● **What the exercise asks**: List each line of the records below that contains the string "pile", copying every such line in full.

------ Input data ------

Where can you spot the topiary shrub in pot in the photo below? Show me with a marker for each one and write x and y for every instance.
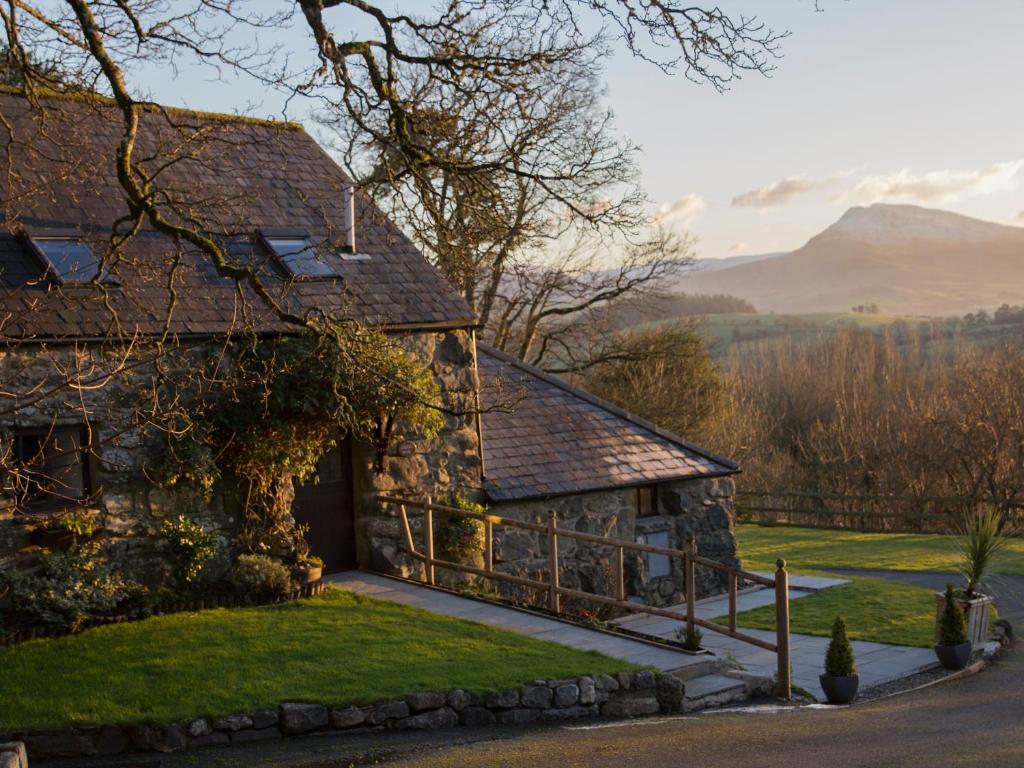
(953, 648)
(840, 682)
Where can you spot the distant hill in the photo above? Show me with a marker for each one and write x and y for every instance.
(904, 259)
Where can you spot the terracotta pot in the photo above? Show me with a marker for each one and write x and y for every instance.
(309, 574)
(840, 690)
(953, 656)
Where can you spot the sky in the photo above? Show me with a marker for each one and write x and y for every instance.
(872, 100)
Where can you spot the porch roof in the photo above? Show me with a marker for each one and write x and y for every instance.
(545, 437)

------
------ Input data ------

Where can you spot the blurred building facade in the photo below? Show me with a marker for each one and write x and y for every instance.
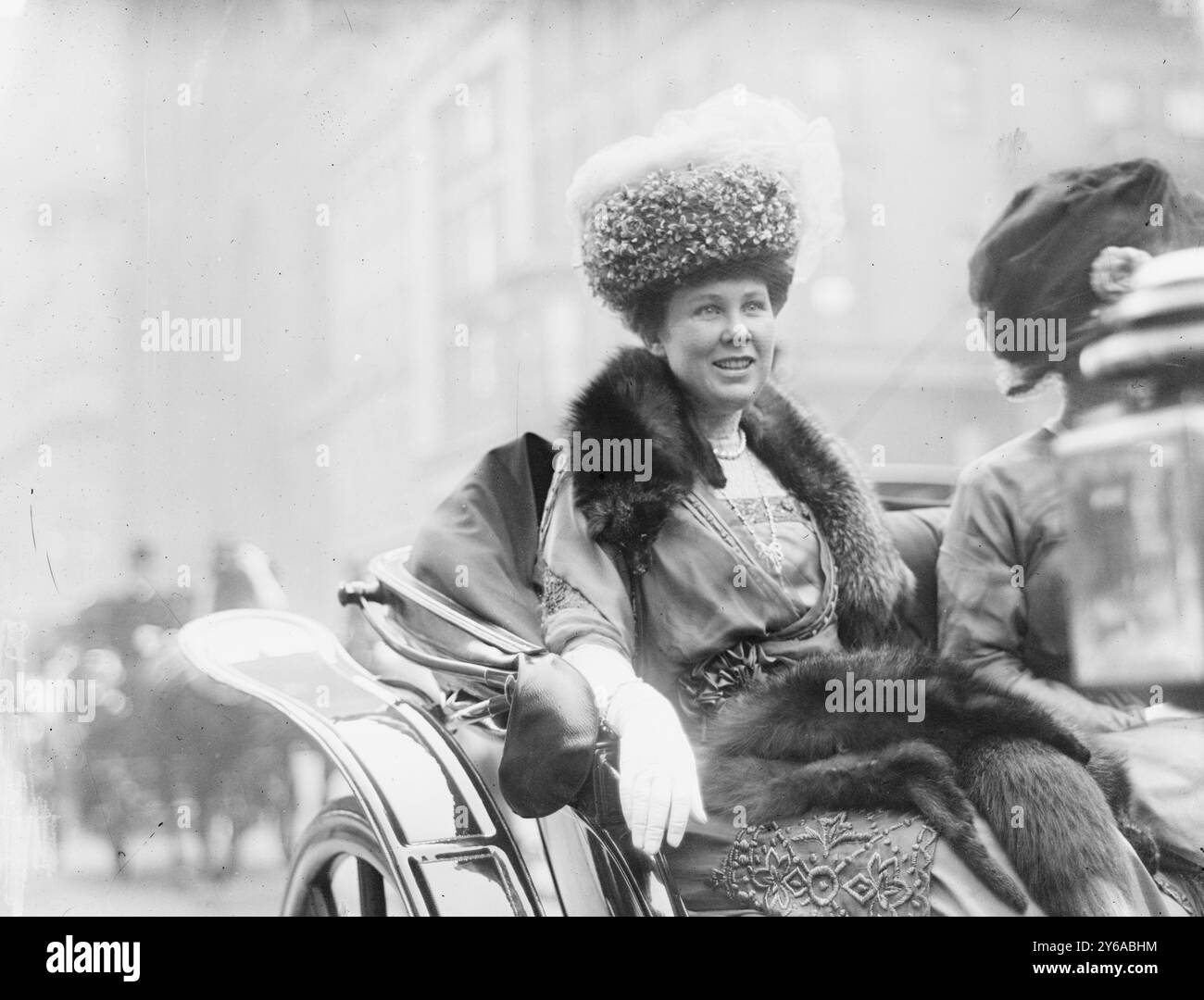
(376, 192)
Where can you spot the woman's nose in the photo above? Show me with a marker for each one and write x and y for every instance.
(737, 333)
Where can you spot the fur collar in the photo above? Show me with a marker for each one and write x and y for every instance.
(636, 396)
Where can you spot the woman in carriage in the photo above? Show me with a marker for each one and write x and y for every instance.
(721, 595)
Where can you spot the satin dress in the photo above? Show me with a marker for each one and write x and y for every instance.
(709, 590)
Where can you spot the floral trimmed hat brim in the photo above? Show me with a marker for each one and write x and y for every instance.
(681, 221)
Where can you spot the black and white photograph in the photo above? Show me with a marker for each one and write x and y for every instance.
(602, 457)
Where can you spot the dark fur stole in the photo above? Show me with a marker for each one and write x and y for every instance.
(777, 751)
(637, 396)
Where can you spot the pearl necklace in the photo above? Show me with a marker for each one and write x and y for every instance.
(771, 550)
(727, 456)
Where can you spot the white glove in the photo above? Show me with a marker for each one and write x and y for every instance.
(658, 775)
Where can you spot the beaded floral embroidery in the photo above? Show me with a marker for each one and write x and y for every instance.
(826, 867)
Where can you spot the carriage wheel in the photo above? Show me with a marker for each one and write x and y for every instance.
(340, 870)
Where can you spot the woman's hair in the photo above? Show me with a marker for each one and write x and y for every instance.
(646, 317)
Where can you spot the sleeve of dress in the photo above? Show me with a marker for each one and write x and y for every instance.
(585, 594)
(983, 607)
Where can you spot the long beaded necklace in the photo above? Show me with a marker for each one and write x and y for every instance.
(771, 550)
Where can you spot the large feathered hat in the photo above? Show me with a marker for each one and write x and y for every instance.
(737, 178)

------
------ Input data ------

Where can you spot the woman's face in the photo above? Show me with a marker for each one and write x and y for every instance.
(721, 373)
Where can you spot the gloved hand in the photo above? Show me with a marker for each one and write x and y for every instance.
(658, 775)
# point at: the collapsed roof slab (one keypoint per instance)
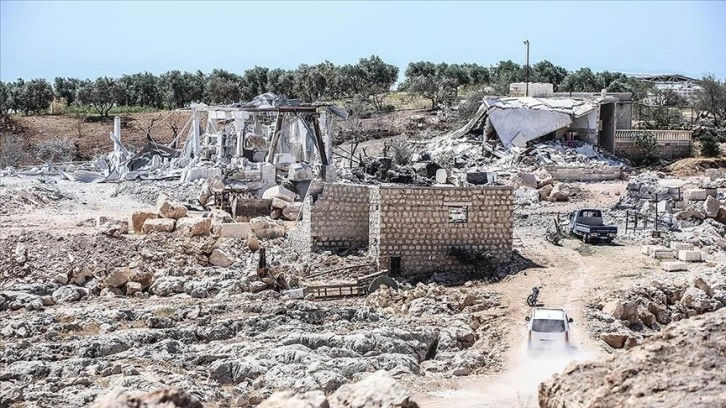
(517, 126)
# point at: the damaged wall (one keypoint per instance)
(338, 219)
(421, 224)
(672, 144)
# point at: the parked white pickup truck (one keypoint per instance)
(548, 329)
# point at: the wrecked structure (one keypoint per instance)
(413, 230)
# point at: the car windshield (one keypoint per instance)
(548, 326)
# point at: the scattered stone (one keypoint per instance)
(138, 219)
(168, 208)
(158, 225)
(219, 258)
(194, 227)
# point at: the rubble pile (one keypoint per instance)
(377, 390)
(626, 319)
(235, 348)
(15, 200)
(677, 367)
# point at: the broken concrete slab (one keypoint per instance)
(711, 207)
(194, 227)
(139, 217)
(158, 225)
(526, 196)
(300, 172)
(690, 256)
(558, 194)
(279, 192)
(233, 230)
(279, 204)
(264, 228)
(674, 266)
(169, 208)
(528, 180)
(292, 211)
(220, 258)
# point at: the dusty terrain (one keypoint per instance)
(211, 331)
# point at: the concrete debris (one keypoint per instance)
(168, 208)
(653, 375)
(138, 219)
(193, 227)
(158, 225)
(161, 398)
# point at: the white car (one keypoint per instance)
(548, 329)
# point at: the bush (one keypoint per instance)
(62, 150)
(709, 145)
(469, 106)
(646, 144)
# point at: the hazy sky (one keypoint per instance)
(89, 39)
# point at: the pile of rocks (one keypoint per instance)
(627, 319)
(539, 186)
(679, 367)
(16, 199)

------

● **Solved problem**:
# point at: the rubble pile (one keypoint per instance)
# point at: the pile of rocks (one keypoint per instance)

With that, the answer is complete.